▼▼▼
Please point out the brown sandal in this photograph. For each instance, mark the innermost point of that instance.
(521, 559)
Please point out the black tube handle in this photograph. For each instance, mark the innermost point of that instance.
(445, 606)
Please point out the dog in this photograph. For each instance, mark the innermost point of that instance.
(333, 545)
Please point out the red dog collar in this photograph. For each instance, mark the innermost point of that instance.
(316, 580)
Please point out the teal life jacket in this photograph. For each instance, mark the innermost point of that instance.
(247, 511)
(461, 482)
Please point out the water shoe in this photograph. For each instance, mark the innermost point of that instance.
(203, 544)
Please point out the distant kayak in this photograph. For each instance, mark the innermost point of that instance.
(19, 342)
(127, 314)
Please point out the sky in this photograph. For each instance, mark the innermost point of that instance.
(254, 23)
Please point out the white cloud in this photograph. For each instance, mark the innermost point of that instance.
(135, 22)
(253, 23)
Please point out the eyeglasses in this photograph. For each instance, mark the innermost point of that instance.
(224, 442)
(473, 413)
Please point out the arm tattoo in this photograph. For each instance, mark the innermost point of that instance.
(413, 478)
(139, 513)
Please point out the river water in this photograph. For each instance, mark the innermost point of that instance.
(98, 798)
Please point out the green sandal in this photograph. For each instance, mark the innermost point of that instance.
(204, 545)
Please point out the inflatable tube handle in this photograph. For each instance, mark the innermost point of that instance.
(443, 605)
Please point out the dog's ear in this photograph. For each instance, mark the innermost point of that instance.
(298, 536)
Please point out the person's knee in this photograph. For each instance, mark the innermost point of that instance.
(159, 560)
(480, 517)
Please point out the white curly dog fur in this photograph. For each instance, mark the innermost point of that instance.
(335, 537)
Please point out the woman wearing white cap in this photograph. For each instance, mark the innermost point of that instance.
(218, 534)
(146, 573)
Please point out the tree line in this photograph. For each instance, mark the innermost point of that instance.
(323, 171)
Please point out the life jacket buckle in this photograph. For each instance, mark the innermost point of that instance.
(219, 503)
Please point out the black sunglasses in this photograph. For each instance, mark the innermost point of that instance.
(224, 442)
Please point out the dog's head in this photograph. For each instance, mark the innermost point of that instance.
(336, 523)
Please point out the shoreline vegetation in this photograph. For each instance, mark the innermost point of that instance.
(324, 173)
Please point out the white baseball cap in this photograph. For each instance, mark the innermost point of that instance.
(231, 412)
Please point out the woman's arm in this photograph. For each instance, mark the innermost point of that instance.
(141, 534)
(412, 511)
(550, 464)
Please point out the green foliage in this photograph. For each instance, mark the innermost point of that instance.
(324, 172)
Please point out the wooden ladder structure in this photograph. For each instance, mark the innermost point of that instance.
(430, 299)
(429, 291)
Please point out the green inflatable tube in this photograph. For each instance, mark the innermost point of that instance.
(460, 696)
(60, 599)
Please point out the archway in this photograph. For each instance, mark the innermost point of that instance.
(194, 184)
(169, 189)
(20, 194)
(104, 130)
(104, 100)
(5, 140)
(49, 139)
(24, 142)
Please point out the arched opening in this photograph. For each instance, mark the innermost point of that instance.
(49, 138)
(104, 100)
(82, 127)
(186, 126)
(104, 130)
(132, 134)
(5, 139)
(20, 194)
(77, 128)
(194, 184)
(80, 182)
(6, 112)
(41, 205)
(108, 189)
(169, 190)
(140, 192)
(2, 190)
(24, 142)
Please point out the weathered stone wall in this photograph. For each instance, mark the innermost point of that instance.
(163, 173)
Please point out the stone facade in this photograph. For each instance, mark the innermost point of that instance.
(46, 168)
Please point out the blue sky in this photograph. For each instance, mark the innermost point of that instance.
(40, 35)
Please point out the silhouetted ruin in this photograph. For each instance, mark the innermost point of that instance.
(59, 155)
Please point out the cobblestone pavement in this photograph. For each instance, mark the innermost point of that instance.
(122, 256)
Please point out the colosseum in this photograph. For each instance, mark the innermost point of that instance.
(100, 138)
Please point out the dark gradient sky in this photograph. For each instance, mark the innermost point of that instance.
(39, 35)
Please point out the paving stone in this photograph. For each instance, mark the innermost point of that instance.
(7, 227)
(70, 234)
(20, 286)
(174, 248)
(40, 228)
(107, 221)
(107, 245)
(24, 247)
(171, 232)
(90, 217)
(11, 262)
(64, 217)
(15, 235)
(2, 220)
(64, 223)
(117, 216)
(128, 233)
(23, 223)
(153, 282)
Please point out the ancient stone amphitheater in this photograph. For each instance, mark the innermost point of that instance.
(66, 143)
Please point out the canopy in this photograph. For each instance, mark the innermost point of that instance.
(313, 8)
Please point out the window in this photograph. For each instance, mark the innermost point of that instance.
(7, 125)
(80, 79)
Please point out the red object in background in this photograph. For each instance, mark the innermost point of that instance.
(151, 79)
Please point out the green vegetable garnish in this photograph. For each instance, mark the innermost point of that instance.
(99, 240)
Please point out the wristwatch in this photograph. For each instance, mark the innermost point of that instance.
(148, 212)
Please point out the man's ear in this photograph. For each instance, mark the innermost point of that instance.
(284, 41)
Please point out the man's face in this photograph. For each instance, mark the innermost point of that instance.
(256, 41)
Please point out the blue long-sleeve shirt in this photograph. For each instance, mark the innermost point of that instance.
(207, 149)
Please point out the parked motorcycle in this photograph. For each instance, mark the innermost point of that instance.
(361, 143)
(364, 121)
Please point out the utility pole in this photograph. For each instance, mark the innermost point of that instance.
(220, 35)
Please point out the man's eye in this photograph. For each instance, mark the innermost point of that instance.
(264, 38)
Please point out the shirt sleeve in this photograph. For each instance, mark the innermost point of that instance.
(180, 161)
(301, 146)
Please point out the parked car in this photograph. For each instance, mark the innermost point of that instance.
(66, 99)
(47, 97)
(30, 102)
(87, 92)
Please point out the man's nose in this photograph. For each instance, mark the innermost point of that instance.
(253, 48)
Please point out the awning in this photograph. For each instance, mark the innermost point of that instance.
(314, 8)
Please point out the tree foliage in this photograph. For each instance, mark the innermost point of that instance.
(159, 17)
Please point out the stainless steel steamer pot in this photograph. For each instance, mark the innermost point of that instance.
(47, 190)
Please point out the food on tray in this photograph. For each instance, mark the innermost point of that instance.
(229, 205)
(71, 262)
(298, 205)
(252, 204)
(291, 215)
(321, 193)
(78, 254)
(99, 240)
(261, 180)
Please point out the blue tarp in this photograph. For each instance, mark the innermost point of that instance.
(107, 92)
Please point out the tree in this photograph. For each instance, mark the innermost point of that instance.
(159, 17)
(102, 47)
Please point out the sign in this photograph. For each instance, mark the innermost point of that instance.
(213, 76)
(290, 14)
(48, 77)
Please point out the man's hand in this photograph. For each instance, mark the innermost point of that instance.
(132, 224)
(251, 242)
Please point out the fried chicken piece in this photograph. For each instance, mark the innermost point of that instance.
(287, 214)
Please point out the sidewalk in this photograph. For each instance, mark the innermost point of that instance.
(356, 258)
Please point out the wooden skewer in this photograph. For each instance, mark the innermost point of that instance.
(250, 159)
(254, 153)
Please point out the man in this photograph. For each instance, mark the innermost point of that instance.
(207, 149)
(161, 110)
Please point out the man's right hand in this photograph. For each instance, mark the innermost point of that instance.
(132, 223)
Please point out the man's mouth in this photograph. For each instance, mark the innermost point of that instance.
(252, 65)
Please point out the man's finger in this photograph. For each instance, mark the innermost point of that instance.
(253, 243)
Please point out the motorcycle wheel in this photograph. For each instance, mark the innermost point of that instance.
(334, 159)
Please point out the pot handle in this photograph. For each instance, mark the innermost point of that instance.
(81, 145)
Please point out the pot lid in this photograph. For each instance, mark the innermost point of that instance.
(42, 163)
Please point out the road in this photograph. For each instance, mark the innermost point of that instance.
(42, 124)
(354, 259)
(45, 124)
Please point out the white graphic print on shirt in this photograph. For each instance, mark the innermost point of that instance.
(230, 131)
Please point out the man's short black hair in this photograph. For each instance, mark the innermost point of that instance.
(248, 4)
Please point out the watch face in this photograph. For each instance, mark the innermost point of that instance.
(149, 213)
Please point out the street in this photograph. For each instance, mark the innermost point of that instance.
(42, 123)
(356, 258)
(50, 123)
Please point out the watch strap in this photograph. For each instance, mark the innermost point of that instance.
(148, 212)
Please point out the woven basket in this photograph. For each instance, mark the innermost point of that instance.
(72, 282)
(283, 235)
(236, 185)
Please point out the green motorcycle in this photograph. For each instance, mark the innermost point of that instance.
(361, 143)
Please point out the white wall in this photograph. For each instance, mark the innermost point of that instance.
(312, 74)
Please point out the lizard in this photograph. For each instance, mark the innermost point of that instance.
▲▲▲
• _Exercise prompt_
Everything from the line with "Please point out the street" through the last line of the material above should be echoed exactly, and nothing else.

• _Answer box_
Please point out the street in this photograph. For each instance, mark the innermost point of that instance.
(42, 123)
(356, 258)
(50, 123)
Please point out the watch strap in this photograph. For each instance, mark the innermost point of that instance.
(148, 212)
Please point out the woven basket in this photograph. For each instance, mark the innermost point of that instance.
(72, 282)
(283, 235)
(236, 185)
Please point out the green motorcycle in this photograph. For each instance, mark the innermost point of that instance.
(361, 143)
Please point out the white wall in this photograph. For each instance, mark the innermost point of that instance.
(312, 74)
Please point out the lizard in this photograph. For each instance, mark the innermost point of that instance.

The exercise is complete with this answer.